--- Supplied data ---
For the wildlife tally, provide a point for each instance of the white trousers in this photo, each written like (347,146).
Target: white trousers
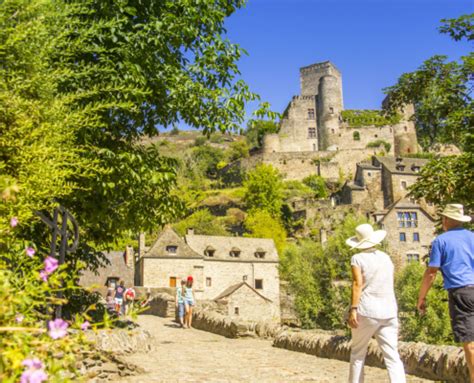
(386,334)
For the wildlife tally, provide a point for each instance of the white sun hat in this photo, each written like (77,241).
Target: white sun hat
(366,237)
(455,211)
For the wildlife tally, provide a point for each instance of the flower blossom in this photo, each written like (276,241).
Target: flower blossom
(85,326)
(13,221)
(34,372)
(30,252)
(57,328)
(50,264)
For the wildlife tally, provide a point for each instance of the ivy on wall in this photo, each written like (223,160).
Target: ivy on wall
(357,118)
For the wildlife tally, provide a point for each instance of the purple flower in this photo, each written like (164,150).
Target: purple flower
(50,264)
(33,376)
(57,328)
(44,275)
(85,326)
(34,372)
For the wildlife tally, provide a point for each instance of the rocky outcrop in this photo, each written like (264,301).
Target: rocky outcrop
(445,363)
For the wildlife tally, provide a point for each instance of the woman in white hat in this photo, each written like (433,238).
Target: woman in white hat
(373,310)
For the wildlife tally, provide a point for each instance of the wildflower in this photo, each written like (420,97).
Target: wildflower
(85,326)
(57,328)
(44,275)
(50,264)
(34,372)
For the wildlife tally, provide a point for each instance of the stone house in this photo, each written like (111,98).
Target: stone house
(242,301)
(316,138)
(215,262)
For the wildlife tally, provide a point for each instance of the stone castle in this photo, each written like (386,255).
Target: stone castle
(318,136)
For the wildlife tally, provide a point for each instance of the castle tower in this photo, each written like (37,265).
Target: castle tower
(329,107)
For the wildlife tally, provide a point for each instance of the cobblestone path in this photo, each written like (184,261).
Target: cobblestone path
(198,356)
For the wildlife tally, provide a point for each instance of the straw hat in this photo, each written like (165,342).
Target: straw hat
(455,211)
(366,237)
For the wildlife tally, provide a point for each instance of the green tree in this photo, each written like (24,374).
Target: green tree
(318,185)
(263,190)
(434,327)
(261,224)
(257,129)
(441,92)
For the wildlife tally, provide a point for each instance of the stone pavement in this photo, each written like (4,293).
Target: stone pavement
(197,356)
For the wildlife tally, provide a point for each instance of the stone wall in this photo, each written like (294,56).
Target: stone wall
(445,363)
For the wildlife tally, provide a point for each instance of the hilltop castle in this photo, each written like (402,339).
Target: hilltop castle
(318,136)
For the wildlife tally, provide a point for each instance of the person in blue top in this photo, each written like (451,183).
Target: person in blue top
(189,301)
(453,253)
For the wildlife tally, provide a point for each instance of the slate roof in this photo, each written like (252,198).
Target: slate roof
(232,289)
(224,245)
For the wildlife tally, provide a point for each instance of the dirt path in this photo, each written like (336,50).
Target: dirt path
(198,356)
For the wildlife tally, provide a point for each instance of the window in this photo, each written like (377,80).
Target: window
(172,281)
(171,249)
(407,219)
(235,252)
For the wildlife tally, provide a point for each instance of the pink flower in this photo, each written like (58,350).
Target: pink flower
(57,328)
(44,275)
(34,372)
(85,326)
(30,252)
(50,264)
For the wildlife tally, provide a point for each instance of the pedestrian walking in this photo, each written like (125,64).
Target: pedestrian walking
(179,301)
(189,301)
(374,309)
(453,253)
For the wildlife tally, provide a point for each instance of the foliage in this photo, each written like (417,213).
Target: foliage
(447,180)
(263,190)
(203,222)
(357,118)
(434,327)
(441,93)
(261,224)
(256,130)
(317,184)
(378,143)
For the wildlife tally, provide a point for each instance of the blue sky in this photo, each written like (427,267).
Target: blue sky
(372,42)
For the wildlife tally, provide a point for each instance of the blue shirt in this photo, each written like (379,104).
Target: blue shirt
(453,253)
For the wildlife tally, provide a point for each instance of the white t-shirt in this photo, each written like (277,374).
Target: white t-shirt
(378,297)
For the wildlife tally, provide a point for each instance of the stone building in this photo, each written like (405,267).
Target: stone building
(215,262)
(317,136)
(380,191)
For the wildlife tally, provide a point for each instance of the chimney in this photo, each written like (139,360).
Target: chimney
(141,245)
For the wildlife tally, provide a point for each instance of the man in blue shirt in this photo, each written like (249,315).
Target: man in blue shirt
(453,253)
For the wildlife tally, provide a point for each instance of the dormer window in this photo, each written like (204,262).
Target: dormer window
(209,251)
(235,252)
(260,253)
(172,249)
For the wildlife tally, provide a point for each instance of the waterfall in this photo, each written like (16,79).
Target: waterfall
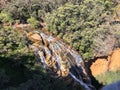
(57,56)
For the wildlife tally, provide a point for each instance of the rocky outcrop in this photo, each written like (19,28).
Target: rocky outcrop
(102,65)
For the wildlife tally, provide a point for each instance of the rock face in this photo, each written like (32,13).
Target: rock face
(102,65)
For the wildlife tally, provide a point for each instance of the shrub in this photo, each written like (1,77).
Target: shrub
(34,22)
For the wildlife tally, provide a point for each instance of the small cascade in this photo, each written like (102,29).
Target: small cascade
(54,55)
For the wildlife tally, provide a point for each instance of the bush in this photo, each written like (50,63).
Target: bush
(34,22)
(11,42)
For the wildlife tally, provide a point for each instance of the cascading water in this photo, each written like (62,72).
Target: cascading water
(62,60)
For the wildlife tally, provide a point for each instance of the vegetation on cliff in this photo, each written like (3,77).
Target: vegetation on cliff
(92,27)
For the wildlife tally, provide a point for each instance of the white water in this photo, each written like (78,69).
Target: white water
(55,50)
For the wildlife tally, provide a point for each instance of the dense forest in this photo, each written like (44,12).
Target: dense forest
(92,27)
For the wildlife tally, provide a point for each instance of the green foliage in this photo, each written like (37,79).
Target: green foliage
(6,18)
(34,22)
(78,23)
(11,42)
(108,77)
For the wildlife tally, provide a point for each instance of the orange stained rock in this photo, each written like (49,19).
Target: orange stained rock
(115,60)
(34,37)
(112,63)
(99,66)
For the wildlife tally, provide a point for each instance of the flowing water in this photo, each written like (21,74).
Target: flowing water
(56,56)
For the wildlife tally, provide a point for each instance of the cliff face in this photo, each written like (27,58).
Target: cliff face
(102,65)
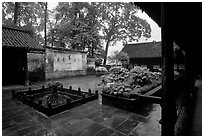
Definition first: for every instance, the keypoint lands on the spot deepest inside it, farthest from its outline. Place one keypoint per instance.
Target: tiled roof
(19, 38)
(143, 50)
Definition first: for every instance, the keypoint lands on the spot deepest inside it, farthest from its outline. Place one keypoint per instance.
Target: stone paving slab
(88, 119)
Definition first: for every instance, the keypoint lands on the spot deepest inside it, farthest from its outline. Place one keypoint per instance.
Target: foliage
(55, 86)
(101, 69)
(122, 82)
(98, 61)
(119, 22)
(77, 27)
(120, 58)
(30, 15)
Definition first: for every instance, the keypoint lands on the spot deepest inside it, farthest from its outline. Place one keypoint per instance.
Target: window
(156, 66)
(143, 65)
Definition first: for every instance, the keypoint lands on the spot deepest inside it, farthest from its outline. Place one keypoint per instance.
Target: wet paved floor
(90, 119)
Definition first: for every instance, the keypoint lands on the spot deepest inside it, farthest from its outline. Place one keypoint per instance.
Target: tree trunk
(16, 13)
(106, 52)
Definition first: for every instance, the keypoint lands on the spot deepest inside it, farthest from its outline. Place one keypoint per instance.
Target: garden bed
(49, 103)
(134, 101)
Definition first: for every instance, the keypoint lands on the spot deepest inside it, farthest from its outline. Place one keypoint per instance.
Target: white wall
(67, 62)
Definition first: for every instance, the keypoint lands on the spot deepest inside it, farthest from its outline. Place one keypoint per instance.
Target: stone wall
(63, 63)
(36, 66)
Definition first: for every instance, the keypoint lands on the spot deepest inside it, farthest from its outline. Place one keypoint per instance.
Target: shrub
(121, 82)
(101, 69)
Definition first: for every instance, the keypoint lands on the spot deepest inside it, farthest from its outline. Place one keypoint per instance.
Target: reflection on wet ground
(90, 119)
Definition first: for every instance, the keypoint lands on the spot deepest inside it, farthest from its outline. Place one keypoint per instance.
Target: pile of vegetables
(122, 82)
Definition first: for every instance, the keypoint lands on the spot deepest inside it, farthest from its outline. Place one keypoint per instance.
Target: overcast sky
(155, 33)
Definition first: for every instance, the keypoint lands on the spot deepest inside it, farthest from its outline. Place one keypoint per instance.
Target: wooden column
(26, 70)
(168, 102)
(189, 70)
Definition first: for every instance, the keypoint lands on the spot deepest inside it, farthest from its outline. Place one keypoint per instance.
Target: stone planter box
(33, 98)
(131, 104)
(98, 73)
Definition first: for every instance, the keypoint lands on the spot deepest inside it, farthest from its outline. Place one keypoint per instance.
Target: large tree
(27, 14)
(119, 22)
(76, 27)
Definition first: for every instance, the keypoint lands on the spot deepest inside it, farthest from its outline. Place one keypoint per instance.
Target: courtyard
(90, 119)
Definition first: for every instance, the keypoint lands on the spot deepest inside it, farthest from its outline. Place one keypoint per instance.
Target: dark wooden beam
(25, 64)
(168, 103)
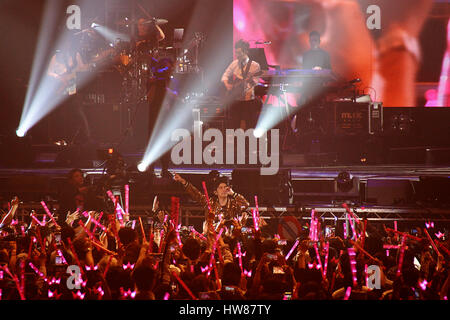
---
Short task: Pull out every line of the material above that contains the word "person", and copy each one in full.

Solved exercise:
For the wildlife tally, provide a point for each instance of the person in blue top in this photo, each written like (451,183).
Target: person in blue top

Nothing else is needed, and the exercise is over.